** Text segment **
▼

Bycatch was the issue du jour at last Wednesday’s annual Kenai Classic Roundtable on Fisheries.
Hosted at Kenai Peninsula College by the Kenai River Sportfishing Association, the three-hour event brought together a who’s-who lineup of fisheries and policy experts from Alaska. That lineup included Alaska Department of Fish and Game Commissioner Doug Vincent-Lang, who said Bering Sea trawling is not responsible for Alaska’s declining chinook salmon runs.
The Magnuson-Stevens Fishery Conservation and Management Act defines bycatch as fish harvested in a fishery that are not sold or kept for personal use. The phrase is sometimes used generally to refer to the capture of fish that are not being targeted by a specific fishery that are discarded.
Throughout the day, attendees heard from U.S. Sens. Lisa Murkowski and Dan Sullivan, Alaska Gov. Mike Dunleavy, National Oceanic and Atmospheric Administration Administrator Dr. Richard Spinrad, and South Atlantic Fishery Management Council member Spud Woodward, among others.
“The urgency is not just here,” Dunleavy said, referring to the Kenai Peninsula. “The urgency is across the state to come up with some solutions — scientific solutions,” Dunleavy said.
“We do recognize that bycatch is an important issue, one that we want to address with the best possible science and most meaningful manner,” said Spinrad.
Vincent-Lang and Woodward spoke as part of a panel called “Bycatch: The Impact on Recreational Fisheries,” which examined the impact bycatch has on Kenai River kings and solutions being implemented in other parts of the country to address bycatch.
Vincent-Lang said that Alaska is constitutionally mandated to manage fisheries for sustained yield. The Alaska Board of Fisheries has adopted a sustainable salmon policy to ensure that the mandate is fulfilled and that offers direction on how to manage fisheries such that they are sustainable. Bycatch affects the sustainability of fisheries, Vincent-Lang said.
There is a lot of interest in the Bering Sea trawl fisheries, which have a hard cap on the number of chinook salmon that can be caught as bycatch with trawlers, Vincent-Lang said. The result is “a relatively clean fishery,” in which one sub-adult chinook salmon is taken as bycatch for every 40,000 pollock taken.

▲

** Material provided **

▼

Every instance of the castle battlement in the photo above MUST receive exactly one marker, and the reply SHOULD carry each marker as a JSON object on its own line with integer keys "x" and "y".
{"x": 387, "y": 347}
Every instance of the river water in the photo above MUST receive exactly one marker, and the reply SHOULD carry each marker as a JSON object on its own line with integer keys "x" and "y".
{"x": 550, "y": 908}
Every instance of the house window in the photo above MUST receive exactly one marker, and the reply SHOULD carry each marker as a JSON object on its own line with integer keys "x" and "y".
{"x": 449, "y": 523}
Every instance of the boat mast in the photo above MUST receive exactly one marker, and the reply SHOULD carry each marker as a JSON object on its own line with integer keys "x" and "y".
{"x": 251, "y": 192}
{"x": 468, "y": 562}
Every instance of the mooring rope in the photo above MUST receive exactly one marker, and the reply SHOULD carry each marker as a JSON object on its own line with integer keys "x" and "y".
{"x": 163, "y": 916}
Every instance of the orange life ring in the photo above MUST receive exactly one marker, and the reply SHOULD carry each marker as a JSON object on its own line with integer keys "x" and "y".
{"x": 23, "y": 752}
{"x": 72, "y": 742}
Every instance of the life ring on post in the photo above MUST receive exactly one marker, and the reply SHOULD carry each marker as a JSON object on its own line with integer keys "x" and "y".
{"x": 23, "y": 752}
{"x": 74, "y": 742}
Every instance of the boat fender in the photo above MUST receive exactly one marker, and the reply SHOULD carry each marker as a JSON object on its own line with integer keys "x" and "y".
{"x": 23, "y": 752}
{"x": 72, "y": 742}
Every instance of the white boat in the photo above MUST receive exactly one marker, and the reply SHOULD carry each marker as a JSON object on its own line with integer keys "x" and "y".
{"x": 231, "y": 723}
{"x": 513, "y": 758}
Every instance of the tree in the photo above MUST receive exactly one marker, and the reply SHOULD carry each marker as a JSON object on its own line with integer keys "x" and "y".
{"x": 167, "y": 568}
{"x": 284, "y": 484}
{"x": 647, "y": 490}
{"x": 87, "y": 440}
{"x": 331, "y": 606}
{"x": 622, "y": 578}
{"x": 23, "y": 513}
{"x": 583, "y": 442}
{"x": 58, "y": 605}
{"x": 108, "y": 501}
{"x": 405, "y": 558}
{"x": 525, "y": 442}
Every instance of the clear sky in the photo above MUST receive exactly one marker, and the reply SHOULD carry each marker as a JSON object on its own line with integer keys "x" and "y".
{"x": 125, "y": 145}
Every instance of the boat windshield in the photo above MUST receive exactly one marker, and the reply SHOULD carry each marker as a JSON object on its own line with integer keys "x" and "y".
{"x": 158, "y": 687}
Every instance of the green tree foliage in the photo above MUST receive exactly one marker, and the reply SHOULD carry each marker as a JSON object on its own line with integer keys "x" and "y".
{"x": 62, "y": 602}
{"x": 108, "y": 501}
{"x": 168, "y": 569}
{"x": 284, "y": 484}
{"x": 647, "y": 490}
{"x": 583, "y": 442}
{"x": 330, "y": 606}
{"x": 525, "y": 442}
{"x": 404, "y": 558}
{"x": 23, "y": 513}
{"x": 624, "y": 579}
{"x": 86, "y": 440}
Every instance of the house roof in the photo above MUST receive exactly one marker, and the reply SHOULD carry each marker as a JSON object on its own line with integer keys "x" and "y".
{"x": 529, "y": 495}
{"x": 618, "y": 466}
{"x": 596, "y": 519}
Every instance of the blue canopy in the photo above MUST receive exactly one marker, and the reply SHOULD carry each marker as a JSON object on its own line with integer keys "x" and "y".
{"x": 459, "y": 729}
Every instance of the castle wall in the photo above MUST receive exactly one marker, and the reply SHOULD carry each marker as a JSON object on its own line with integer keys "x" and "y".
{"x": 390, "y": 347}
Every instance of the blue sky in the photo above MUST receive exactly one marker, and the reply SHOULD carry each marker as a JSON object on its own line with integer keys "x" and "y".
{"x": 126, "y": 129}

▲

** Job 1 **
Can you condense the paragraph of the roundtable article that begins "Vincent-Lang said that Alaska is constitutionally mandated" into a short bulleted list that keeps its main facts?
** Job 2 **
Could you carry on with the roundtable article on bycatch, picking up right after its final sentence?

** Task output 1 **
- Alaska's constitution requires the state to manage fisheries for sustained yield.
- The Alaska Board of Fisheries adopted a sustainable salmon policy to meet that mandate and guide sustainable management.
- Vincent-Lang said bycatch affects fishery sustainability.

** Task output 2 **
“The bottom line is the numbers do not point to bycatch as being the primary driver for the reduced returns of chinook salmon across Alaska,” Vincent-Lang said. “Instead, evidence is increasingly pointing to changing ocean conditions related to changing climate conditions as negatively impacting chinook salmon.”
Woodward and Doug Lasko, who spoke alongside Vincent-Lang during the bycatch panel, are both addressing bycatch in their respective areas of the U.S. As a member of the South Atlantic Fishery Management Council, Woodward is based in Georgia and has been working to combat bycatch in the South Atlantic Red Snapper fishery.
Lasko is the president of Okuma Fishing Tackle USA and serves as the president of the Coastal Conservation Association of California. His experience with bycatch is in trying to reduce the number of marine species being caught in drift gillnets intended to catch thresher sharks off the coast of California.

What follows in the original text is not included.